Most schools will fail what's new Schools and districts that don't make enough progress toward the goal of getting all kids up to standards by 2014 face a variety of sanctions. Low-performing schools have to give parents the choice to transfer to a better-performing school in the district. The school also may have to pay for supplementary services, such as tutoring, for students who stay. Over the long haul, schools that don't improve could be shut down or taken over by the state. Illinois already has a "watch list" with similar sanctions, which the state is adapting to conform with the new federal rules.
the good Right now, this provision doesn't affect very many schools. Last year, the state identified only 53 schools outside of Chicago that had to offer choice, and another 50 schools offered it in the city. Lists for next year are due out Aug. 1.
the bad Expect the number of failing schools to rise dramatically. In fact, there's a good chance your child's school will land on the list at some point, no matter how good you think it is. As standards ratchet up over the 12-year course of the law, it will get harder and harder for schools to meet their yearly goals. The goal is to get all kids up to speed by spring 2014, and there probably aren't any schools that consistently do that now. So it's possible that, at some point before 2013, most schools will be labeled "failing." In June, the Illinois State Board of Education said that schools in which 40 percent of kids are meeting or beating state goals in reading and math are in the clear. That's well below the current statewide average of around 60 percent of kids making the grade. By 2008, the state's interpretation of the federal law will require that at least 62.5 percent of kids meet or beat standards, and the numbers go up from there.

EXTRACTED RECORDS:
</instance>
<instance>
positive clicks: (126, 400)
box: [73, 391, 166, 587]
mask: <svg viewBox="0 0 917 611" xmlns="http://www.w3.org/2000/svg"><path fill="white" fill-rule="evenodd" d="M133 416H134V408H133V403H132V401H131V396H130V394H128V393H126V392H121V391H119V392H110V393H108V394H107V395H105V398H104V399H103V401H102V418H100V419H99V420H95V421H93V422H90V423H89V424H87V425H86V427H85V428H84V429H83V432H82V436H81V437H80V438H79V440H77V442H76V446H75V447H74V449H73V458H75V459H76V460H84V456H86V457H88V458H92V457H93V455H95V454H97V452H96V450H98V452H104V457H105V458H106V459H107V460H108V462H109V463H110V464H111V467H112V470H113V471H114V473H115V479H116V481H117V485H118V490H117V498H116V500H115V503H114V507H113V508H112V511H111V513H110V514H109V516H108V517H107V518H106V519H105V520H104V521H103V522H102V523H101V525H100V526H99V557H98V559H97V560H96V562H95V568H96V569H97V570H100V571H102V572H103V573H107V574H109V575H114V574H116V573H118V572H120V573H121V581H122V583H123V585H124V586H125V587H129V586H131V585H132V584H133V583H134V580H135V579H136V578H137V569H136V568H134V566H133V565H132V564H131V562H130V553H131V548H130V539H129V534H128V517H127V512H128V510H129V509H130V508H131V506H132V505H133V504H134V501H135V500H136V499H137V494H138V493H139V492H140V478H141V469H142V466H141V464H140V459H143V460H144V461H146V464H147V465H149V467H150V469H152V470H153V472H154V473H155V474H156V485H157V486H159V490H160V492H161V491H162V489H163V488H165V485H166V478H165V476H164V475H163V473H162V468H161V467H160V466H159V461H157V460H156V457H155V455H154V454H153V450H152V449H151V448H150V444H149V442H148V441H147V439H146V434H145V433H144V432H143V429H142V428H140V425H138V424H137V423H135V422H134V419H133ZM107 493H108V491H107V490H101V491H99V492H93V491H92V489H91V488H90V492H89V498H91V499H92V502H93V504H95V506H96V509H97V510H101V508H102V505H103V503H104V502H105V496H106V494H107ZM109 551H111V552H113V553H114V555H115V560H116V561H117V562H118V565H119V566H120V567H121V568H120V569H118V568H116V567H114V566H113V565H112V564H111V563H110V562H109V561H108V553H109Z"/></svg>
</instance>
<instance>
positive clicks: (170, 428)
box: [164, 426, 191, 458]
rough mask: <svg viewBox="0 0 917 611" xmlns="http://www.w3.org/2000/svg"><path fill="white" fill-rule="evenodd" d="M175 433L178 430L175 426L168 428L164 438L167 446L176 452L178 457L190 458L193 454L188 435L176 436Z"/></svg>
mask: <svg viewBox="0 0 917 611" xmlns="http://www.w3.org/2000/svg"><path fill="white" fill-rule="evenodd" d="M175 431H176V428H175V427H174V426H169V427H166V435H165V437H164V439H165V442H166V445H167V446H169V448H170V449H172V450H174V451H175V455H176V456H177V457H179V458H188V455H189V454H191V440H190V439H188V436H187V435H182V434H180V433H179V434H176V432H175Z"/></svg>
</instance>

---

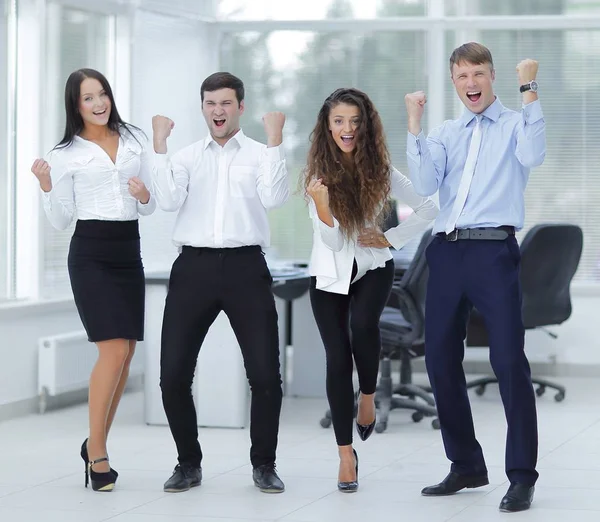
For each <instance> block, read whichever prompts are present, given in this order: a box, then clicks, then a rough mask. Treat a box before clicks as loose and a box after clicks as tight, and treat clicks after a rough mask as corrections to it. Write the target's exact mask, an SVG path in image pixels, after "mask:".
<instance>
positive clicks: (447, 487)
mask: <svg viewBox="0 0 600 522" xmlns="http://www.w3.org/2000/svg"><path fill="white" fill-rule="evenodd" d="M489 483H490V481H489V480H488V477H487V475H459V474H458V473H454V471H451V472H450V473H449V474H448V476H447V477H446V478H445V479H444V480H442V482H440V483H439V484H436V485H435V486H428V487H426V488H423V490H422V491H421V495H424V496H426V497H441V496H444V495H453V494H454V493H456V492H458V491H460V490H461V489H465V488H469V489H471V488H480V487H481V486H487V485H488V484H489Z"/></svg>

...

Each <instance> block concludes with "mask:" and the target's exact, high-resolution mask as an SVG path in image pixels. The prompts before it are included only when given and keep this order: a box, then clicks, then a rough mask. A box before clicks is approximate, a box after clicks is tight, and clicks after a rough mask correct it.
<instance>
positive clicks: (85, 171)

DIRECTIONS FOR THIS TASK: Can you reproduce the passage about failing schools between "Most schools will fail" and "new federal rules.", inclusive?

RESULT OF THIS EXERCISE:
Most schools will fail what's new Schools and districts that don't make enough progress toward the goal of getting all kids up to standards by 2014 face a variety of sanctions. Low-performing schools have to give parents the choice to transfer to a better-performing school in the district. The school also may have to pay for supplementary services, such as tutoring, for students who stay. Over the long haul, schools that don't improve could be shut down or taken over by the state. Illinois already has a "watch list" with similar sanctions, which the state is adapting to conform with the new federal rules.